SELECTED EXCERPT -

• • • •

February 17, 2006
All Cheney, All The Time - But Why?
Often I ponder about what to write but this past week there
came a moment when there simply was no choice but to write
about the misadventures of our embattled Vice President, Mr.
Richard Cheney.
Over the last weekend, while the east was pummeled by snow
and cold, I, in a moment of unconscious competence, was lounging
by the pool of friends in Rancho Mirage. While we were prepping
for a Sunday poolside brunch someone came out to announce
that Mr. Cheney had shot someone.
Certainly it got our attention.
This hasn't happened since Aaron Burr shot
and killed Alexander Hamilton in a duel. Burr was Vice President
and the duel pretty much killed his career as well as Mr.
Hamilton [who's grave I frequently walk
by in lower Manhattan, occasionally tipping my hat to one
of the most brilliant men of that brilliant period].

• • • •

LISTED ENTRIES -
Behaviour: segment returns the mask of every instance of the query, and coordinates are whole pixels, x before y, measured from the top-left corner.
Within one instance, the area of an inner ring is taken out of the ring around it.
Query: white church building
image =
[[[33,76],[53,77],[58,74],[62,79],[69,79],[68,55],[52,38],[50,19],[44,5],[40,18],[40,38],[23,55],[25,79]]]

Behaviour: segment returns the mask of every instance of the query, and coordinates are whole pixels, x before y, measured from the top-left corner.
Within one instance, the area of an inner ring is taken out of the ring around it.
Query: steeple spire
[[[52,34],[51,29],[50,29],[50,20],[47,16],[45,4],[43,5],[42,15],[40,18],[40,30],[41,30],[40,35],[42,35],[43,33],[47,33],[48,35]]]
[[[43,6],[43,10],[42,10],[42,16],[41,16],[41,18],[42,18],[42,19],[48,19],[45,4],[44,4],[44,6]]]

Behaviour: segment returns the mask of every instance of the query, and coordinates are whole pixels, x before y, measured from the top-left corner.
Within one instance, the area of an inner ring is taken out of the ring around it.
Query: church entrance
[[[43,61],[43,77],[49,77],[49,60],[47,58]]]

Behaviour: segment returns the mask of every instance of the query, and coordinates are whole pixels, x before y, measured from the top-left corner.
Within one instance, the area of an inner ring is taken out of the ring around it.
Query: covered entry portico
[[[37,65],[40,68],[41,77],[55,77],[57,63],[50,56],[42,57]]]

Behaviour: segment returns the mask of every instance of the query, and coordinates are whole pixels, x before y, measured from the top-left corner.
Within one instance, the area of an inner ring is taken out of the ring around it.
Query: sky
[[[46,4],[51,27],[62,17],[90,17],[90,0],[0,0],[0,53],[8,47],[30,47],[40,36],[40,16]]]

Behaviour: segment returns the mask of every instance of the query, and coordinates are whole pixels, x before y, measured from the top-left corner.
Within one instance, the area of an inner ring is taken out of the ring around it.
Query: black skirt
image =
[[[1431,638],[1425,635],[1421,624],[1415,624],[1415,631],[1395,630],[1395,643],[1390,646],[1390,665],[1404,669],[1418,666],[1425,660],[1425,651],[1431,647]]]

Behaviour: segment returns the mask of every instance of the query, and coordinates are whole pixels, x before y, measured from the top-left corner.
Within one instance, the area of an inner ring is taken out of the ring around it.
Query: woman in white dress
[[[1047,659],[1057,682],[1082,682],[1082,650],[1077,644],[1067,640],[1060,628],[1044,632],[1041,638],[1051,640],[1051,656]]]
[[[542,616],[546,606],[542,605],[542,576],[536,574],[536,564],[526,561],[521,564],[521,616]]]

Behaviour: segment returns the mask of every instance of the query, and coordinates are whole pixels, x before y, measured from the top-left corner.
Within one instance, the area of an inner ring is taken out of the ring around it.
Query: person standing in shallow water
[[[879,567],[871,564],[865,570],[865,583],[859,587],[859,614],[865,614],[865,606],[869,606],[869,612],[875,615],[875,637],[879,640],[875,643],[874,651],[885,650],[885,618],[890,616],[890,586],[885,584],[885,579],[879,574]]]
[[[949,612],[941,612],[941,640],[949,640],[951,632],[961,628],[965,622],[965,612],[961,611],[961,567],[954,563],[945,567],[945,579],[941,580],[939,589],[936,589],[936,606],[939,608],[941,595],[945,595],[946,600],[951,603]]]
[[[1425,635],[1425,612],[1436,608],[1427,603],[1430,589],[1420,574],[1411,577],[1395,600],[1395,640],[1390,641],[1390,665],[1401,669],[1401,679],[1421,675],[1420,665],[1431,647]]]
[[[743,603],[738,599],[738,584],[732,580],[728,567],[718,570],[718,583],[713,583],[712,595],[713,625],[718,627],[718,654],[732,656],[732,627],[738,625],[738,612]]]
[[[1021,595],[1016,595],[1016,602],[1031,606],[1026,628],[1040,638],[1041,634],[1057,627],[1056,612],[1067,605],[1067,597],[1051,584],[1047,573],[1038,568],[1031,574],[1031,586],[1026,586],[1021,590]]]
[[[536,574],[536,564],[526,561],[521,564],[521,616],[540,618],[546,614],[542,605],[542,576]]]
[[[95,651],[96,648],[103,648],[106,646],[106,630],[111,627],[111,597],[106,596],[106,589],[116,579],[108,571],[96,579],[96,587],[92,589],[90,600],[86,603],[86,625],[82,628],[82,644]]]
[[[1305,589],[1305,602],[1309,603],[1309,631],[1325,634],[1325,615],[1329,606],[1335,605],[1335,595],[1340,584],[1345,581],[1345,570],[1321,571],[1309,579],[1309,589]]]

• • • •

STUDY QUESTIONS -
[1] Which people does the Cheney column name?
[2] Copy the Cheney column word for word, from "Often I ponder" to "well as Mr.".

SOLUTIONS TO THE TASKS -
[1] Richard Cheney, Aaron Burr, Alexander Hamilton

[2]
Often I ponder about what to write but this past week there
came a moment when there simply was no choice but to write
about the misadventures of our embattled Vice President, Mr.
Richard Cheney.
Over the last weekend, while the east was pummeled by snow
and cold, I, in a moment of unconscious competence, was lounging
by the pool of friends in Rancho Mirage. While we were prepping
for a Sunday poolside brunch someone came out to announce
that Mr. Cheney had shot someone.
Certainly it got our attention.
This hasn't happened since Aaron Burr shot
and killed Alexander Hamilton in a duel. Burr was Vice President
and the duel pretty much killed his career as well as Mr.